Return every line of the material exactly.
--- START OF Input for this task ---
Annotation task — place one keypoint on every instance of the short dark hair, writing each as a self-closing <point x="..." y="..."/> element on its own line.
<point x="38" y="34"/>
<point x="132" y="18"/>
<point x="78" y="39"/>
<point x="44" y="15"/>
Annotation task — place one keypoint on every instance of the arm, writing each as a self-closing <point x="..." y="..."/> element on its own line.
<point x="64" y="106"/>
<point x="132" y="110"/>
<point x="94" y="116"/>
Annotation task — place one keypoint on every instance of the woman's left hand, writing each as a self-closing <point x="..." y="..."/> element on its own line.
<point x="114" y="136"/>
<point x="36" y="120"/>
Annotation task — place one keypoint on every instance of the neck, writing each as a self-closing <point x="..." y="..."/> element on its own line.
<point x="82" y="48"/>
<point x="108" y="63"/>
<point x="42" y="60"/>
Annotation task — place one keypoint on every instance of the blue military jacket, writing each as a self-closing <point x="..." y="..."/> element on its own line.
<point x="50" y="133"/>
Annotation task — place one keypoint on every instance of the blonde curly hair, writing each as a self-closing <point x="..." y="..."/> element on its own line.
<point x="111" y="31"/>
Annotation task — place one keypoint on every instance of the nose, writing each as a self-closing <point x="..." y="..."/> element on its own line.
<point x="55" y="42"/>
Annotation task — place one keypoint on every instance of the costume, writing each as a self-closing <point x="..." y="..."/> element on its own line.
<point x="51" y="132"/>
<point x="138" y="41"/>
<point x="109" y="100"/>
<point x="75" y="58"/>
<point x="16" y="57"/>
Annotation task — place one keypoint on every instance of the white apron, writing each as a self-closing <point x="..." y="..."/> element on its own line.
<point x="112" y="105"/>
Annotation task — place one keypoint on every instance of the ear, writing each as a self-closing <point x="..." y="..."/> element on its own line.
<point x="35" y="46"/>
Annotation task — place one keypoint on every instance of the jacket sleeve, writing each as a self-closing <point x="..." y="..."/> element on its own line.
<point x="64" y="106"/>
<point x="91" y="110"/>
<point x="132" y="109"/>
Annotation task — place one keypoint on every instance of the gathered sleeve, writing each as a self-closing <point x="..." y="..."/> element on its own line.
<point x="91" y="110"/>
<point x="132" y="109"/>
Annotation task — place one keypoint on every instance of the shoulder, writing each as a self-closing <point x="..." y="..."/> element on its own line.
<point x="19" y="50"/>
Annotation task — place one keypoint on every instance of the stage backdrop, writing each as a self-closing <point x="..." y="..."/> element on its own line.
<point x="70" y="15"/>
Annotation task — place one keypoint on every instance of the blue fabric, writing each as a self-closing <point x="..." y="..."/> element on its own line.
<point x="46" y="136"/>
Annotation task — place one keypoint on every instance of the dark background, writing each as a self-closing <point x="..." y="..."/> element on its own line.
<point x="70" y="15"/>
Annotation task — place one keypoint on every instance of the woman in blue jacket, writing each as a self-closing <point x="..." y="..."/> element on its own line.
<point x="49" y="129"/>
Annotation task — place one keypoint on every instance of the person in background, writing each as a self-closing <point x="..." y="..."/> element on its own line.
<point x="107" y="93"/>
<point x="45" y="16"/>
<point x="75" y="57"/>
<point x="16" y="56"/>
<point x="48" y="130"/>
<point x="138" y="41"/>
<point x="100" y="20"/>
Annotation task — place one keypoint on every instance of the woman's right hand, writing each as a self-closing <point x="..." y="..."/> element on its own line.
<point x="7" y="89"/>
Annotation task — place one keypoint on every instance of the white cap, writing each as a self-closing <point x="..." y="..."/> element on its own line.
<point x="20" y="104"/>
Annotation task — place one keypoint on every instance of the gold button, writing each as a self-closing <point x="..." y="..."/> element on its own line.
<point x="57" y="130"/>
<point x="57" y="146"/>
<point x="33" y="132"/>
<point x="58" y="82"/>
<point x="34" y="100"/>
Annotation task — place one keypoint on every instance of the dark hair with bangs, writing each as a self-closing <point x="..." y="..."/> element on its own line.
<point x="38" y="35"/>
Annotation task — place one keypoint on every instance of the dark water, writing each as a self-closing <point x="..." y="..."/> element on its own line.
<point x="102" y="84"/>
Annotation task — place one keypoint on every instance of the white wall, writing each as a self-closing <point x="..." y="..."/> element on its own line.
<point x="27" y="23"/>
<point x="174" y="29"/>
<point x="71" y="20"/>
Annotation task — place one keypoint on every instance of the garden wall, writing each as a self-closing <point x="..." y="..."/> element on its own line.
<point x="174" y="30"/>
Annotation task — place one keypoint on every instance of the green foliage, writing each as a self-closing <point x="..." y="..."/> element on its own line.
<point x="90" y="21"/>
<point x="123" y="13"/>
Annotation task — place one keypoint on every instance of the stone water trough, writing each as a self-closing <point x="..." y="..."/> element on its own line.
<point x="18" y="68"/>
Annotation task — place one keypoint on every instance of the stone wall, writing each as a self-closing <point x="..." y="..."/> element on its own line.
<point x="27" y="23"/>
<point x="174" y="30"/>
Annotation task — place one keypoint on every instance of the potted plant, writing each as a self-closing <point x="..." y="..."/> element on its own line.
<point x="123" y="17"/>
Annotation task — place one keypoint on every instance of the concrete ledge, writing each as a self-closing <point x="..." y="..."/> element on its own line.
--- END OF Input for this task ---
* **Expected answer**:
Annotation task — place one keypoint on every instance of the short dark hair, writing each as a self-closing <point x="..." y="..."/> element on its own line.
<point x="38" y="34"/>
<point x="132" y="18"/>
<point x="78" y="39"/>
<point x="44" y="15"/>
Annotation task — place one keypoint on every instance of the arm, writing each as a self-closing <point x="..." y="..."/> element on its own line.
<point x="64" y="106"/>
<point x="132" y="110"/>
<point x="94" y="116"/>
Annotation task — place one keypoint on every instance of the woman's left hand, writing each as a self-closing <point x="..." y="..."/> element on its own line.
<point x="114" y="136"/>
<point x="36" y="120"/>
Annotation task — place one keypoint on every instance of the neck, writing each as a self-closing <point x="..." y="..."/> element on its own line.
<point x="82" y="48"/>
<point x="108" y="63"/>
<point x="42" y="60"/>
Annotation task — place one keypoint on every instance of the blue military jacket, writing each as a self-closing <point x="..." y="..."/> element on its own line.
<point x="50" y="133"/>
Annotation task — place one keypoint on every instance of the blonde curly hair, writing each as a self-closing <point x="..." y="..."/> element on its own line.
<point x="111" y="31"/>
Annotation task — place one keypoint on every instance of the nose, writing each as a self-closing <point x="..." y="..."/> element on its own line.
<point x="55" y="42"/>
Annotation task — place one keypoint on every instance of the costume, writing each as a self-closing <point x="..." y="..."/> element on its own line.
<point x="51" y="132"/>
<point x="138" y="41"/>
<point x="109" y="100"/>
<point x="75" y="58"/>
<point x="16" y="57"/>
Annotation task — place one keypoint on every instance of the white apron, writing each as a self-closing <point x="..." y="..."/> element on its own line.
<point x="112" y="105"/>
Annotation task — place one keypoint on every instance of the ear, writing each as a self-closing <point x="..." y="..."/> element on its own line.
<point x="35" y="46"/>
Annotation task — place one keypoint on every instance of the jacket sleeve, writing each as a self-closing <point x="..." y="..."/> element on its own line.
<point x="64" y="106"/>
<point x="91" y="110"/>
<point x="132" y="109"/>
Annotation task — place one keypoint on every instance of the gathered sleeve, writing each as a self-closing <point x="..." y="..."/> element on its own line.
<point x="91" y="110"/>
<point x="132" y="109"/>
Annotation task — place one keypoint on every instance of the shoulder, writing each as a self-closing <point x="..." y="..."/> element on its own line.
<point x="19" y="50"/>
Annotation task — place one keypoint on every instance of the stage backdrop, writing each as a self-closing <point x="..." y="..."/> element on its own line.
<point x="70" y="15"/>
Annotation task — place one keypoint on every instance of the blue fabric, writing each as a self-closing <point x="..." y="..."/> element on its own line.
<point x="46" y="136"/>
Annotation task — place one keypoint on every instance of the dark background, writing each as a self-closing <point x="..." y="..."/> element on its own line.
<point x="70" y="15"/>
Annotation task — place one keypoint on every instance of the woman in blue jacket, writing each as a self-closing <point x="..." y="..."/> element on its own line.
<point x="49" y="129"/>
Annotation task — place one keypoint on every instance of the person in background, writing each as a self-closing <point x="..." y="..."/> element on its own line.
<point x="107" y="93"/>
<point x="45" y="16"/>
<point x="75" y="57"/>
<point x="16" y="56"/>
<point x="48" y="130"/>
<point x="138" y="41"/>
<point x="100" y="20"/>
Annotation task — place one keypoint on every instance of the woman's right hand, writing each as a self-closing <point x="..." y="..."/> element on its own line.
<point x="7" y="89"/>
Annotation task — place one keypoint on every instance of the white cap, writing each as a self-closing <point x="..." y="..."/> element on its own line.
<point x="20" y="104"/>
Annotation task — place one keypoint on every instance of the gold button, writing each as a self-closing <point x="..." y="..."/> element on its own line.
<point x="57" y="130"/>
<point x="57" y="146"/>
<point x="33" y="132"/>
<point x="58" y="82"/>
<point x="34" y="100"/>
Annotation task — place one keypoint on every instance of the dark hair with bangs, writing each as a self-closing <point x="..." y="..."/> element on its own line.
<point x="38" y="35"/>
Annotation task — place one keypoint on every instance of the dark water, writing each as a self-closing <point x="..." y="..."/> element on its own line.
<point x="102" y="84"/>
Annotation task — place one keypoint on every instance of the white wall, writing each as a self-closing <point x="..." y="..."/> element on its own line.
<point x="27" y="23"/>
<point x="174" y="29"/>
<point x="71" y="20"/>
Annotation task — place one keypoint on every instance of the garden wall, writing each as a self-closing <point x="..." y="..."/> element on its own line.
<point x="174" y="30"/>
Annotation task — place one keypoint on every instance of the green foliage, writing each as a self-closing <point x="..." y="..."/> element on its own line.
<point x="90" y="21"/>
<point x="123" y="13"/>
Annotation task — place one keypoint on every instance of the stone water trough, writing each as a self-closing <point x="..." y="..."/> element on its own line.
<point x="18" y="68"/>
Annotation task — place one keypoint on every instance of the stone wall, writing each as a self-closing <point x="..." y="..."/> element on its own line.
<point x="27" y="23"/>
<point x="174" y="30"/>
Annotation task — place one keypoint on every instance of the potted plant, writing each as a self-closing <point x="..." y="..."/> element on its own line.
<point x="123" y="17"/>
Annotation task — place one keypoint on every instance of the concrete ledge, writing each as a self-closing <point x="..." y="..."/> element on its own line.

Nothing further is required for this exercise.